YOUR OBJECTIVE: As an exercise, transcribe the data below in full and exactly, omitting pictures.

PROVIDED INFORMATION:

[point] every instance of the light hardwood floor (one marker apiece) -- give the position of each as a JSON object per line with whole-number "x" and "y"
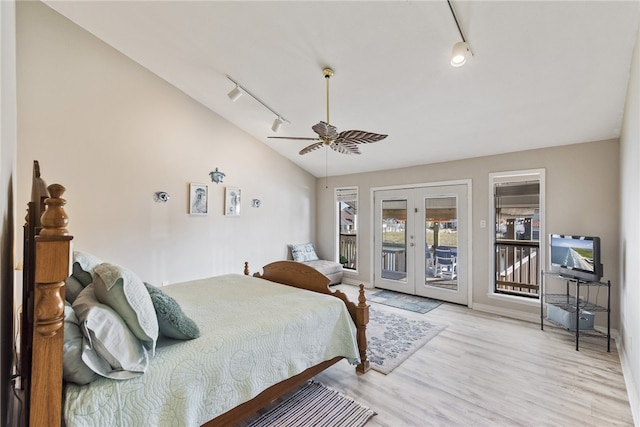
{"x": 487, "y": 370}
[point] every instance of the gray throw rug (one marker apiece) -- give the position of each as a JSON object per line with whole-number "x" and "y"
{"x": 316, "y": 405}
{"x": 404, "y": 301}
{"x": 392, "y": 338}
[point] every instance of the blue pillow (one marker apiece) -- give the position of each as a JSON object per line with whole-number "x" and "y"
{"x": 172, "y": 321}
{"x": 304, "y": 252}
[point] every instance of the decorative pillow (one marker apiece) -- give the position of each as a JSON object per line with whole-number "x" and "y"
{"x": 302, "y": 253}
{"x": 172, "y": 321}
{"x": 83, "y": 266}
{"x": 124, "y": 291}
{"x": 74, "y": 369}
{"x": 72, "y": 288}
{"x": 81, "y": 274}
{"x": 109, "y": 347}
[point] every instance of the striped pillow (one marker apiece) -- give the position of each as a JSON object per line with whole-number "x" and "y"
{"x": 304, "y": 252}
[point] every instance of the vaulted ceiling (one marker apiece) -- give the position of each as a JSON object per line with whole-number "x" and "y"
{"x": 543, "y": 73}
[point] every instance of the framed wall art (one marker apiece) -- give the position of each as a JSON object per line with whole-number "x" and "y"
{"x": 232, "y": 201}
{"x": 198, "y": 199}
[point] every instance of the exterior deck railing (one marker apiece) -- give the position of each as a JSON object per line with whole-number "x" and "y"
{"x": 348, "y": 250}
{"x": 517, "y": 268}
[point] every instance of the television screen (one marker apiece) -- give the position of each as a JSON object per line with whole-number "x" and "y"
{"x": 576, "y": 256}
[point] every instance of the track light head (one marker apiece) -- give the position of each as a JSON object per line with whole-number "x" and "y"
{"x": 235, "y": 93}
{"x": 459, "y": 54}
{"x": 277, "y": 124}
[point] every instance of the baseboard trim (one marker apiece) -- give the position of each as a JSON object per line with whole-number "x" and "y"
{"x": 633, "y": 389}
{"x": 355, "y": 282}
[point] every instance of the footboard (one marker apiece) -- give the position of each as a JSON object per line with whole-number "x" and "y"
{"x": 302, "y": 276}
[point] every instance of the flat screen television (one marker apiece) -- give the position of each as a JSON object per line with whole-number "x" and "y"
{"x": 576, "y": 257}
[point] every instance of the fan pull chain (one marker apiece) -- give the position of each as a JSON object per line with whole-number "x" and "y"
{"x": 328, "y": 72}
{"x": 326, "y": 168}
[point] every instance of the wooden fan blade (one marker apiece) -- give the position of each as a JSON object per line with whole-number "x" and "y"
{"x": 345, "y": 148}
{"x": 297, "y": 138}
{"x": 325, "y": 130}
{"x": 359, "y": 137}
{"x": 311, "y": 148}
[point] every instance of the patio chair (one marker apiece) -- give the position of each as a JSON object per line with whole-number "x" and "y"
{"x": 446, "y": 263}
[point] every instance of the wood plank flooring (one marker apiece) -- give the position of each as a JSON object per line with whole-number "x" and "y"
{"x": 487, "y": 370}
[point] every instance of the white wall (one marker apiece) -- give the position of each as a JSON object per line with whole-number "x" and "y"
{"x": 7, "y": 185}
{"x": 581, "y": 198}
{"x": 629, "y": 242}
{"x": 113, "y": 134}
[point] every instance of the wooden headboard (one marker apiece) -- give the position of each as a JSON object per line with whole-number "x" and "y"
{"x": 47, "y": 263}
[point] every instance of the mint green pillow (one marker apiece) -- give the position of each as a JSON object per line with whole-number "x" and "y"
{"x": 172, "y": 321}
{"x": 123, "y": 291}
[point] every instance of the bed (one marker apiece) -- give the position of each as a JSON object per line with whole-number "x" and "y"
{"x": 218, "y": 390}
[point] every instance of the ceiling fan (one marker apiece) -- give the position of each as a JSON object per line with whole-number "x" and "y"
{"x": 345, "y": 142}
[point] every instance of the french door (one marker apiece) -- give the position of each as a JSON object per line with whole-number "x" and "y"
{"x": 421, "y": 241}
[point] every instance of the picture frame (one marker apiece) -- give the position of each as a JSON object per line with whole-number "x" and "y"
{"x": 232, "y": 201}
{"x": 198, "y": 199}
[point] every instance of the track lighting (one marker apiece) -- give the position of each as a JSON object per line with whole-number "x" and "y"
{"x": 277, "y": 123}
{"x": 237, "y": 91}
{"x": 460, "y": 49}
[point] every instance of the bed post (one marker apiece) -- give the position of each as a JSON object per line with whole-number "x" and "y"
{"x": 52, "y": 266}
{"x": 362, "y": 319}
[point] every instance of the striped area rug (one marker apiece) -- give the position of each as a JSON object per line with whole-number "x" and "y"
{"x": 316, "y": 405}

TASK RESPONSE:
[point] every instance of the light hardwood floor (one marker apiece) -- give the position of each as a JSON object per line with whole-number "x" and "y"
{"x": 487, "y": 370}
[point] every instance of the gray throw rug (one marker apiece) -- give the position of each as a JSON object per line with whole-number "x" and "y"
{"x": 316, "y": 405}
{"x": 404, "y": 301}
{"x": 392, "y": 338}
[point] every instance of the blue pillow (one marker apiece) -- give the position of each as a JSON object per line with whole-number "x" and "y"
{"x": 172, "y": 321}
{"x": 304, "y": 252}
[point] every instance of the decorative pillow (one marker apiece) -- give the position of each as a JSON object per line with whole-number "x" and "y"
{"x": 302, "y": 253}
{"x": 172, "y": 321}
{"x": 83, "y": 266}
{"x": 124, "y": 291}
{"x": 74, "y": 369}
{"x": 72, "y": 288}
{"x": 81, "y": 274}
{"x": 109, "y": 347}
[point] every instance of the striped pillow (one marker apiece) -- give the position of each as a JSON object per line with whole-number "x" and "y"
{"x": 304, "y": 252}
[point] every instance of the vaulted ceiling (one marker apiece) -- give the position of each as a JSON object per line with whole-number "x" and "y"
{"x": 543, "y": 73}
[point] every instance of the framed wall art (one marker apiece) -- give the position of each as a JSON object per line with whole-number "x" and "y"
{"x": 232, "y": 201}
{"x": 198, "y": 199}
[point] every instance of the exterior deck railing (one marker apiece) -- give the position of each as a JSON object per line with whole-number "x" and "y"
{"x": 348, "y": 250}
{"x": 517, "y": 268}
[point] every instance of the television screen (one marker apiece) -- give the position of each as a JSON object per line with whole-number "x" and "y"
{"x": 576, "y": 256}
[point] every instance of the track light head (one marker apiece) -- give the position of each as a JSON object per line with whole-number "x" and "y"
{"x": 235, "y": 93}
{"x": 459, "y": 54}
{"x": 277, "y": 124}
[point] every instance of the baseboard trim (one marker apiece) -- give the position of each as a JSON object per line with whole-number "x" and "y"
{"x": 633, "y": 389}
{"x": 355, "y": 282}
[point] every instance of the footboard (one marker apiece) -- give the position of each as a JSON object per line with whole-number "x" and "y"
{"x": 302, "y": 276}
[point] every instance of the flat screen television (one marker apiece) -- give the position of each as a JSON object per line with whole-number "x" and "y"
{"x": 576, "y": 257}
[point] every instance of the fan pull chain (one marker apiece) -- give the position of each as a JSON object per line with whole-number "x" and "y"
{"x": 328, "y": 72}
{"x": 326, "y": 168}
[point] every instance of the wooden fan blade (one marker apiece) -- give the position of each as a JSON object per line with whole-number "x" and "y"
{"x": 345, "y": 148}
{"x": 297, "y": 138}
{"x": 325, "y": 130}
{"x": 359, "y": 137}
{"x": 311, "y": 148}
[point] every instance of the patio chair (one marker apiece) -- give the position of each as a JSON object per line with whole-number "x" and "y"
{"x": 446, "y": 263}
[point] every instance of the wood plank flooring (one marker apiece) -- give the position of each as a JSON object per line with whole-number "x" and "y"
{"x": 487, "y": 370}
[point] every instance of the white wall (one marker apiece) -- give the position of each as a JSON object per line with whole-number "x" and "y"
{"x": 7, "y": 185}
{"x": 581, "y": 198}
{"x": 629, "y": 242}
{"x": 113, "y": 134}
[point] every instance of the wooden headboard (one marker apiece) -- give the position of each as a JSON object per line with whole-number "x" and "y"
{"x": 47, "y": 263}
[point] every instance of the mint green pillow (one marker apiece) -- give the position of each as a JSON object per line with whole-number "x" and "y"
{"x": 172, "y": 321}
{"x": 123, "y": 291}
[point] every instance of the bed (one marker apiece) -- give the position of each as a JSON object per line with whole-number "x" and "y"
{"x": 218, "y": 390}
[point] every instance of the ceiling fan (one marker apiece) -- give the position of each as a JSON object per line with whole-number "x" and "y"
{"x": 345, "y": 142}
[point] every instance of the french door (one marker apiece) -- give the position of each as a JSON object per line with whole-number "x" and "y"
{"x": 421, "y": 241}
[point] every instance of the picture frame (one marker apiece) -- give the position of each as a JSON object per line with whole-number "x" and "y"
{"x": 232, "y": 201}
{"x": 198, "y": 199}
[point] every instance of the track lighting (one marker apiece) -- give the position of each as a JSON object per line with whole-number "x" and "y"
{"x": 277, "y": 123}
{"x": 237, "y": 91}
{"x": 460, "y": 49}
[point] every instance of the bed post (one marker apiece) -- give the position of each as a JSON object per line with whole-number "x" and "y"
{"x": 52, "y": 266}
{"x": 362, "y": 319}
[point] every instance of the striped area rug (one marker apiece) -- give the position of each as a JSON object per line with whole-number "x" and "y"
{"x": 316, "y": 405}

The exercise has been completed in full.